-------- Selected extract
PETER TATCHELL reveals how he used spy novels to outwit Qatar security

Hidden placards, cover stories and a tourist disguise… Gay rights campaigner PETER TATCHELL reveals how he borrowed ruses from spy novel plots to outwit Qatar’s security and stage a one-man demonstration weeks before World Cup kicks off

My heart was racing as I stopped outside Qatar’s National Museum and prepared to stage the first gay rights protest the Gulf state had ever seen.

As planned, I removed my top to reveal a T-shirt emblazoned with the hashtag ‘QatarAntiGay’ before unfurling a placard denouncing Qatar’s persecution of its LGBT+ citizens with the words: ‘Qatar arrests, jails & subjects LGBTs to “conversion”.’

I admit I was scared. Homosexuality, and all forms of protest, are illegal in Qatar, and though I have a lifelong record of campaigning for LGBT+ rights — sometimes in very dangerous places — Qatar is a police state. I was fearful of being arrested, jailed and perhaps beaten up.

Amazingly, I was able to stand on the bustling thoroughfare outside the National Museum with my placard for a full 35 minutes before a white Land Cruiser carrying state security officials arrived.
----------------
— Set task —
In the article about Peter Tatchell's protest in Qatar, list everything he says he feared would happen to him. The listing that comes next has no connection to the article.
-------- Data
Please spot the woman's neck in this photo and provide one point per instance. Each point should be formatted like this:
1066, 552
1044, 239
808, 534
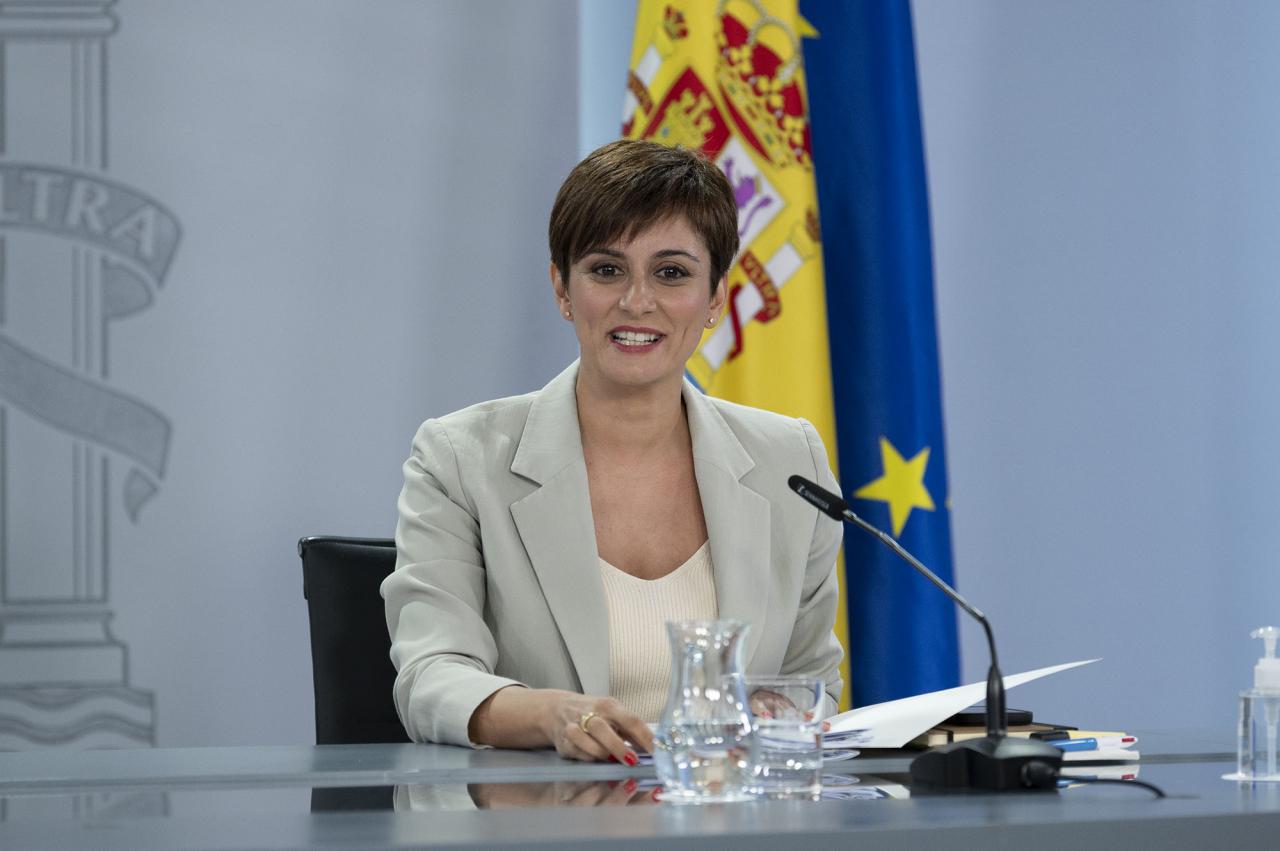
----------------
— In response —
- Being arrested
- Being jailed
- Being beaten up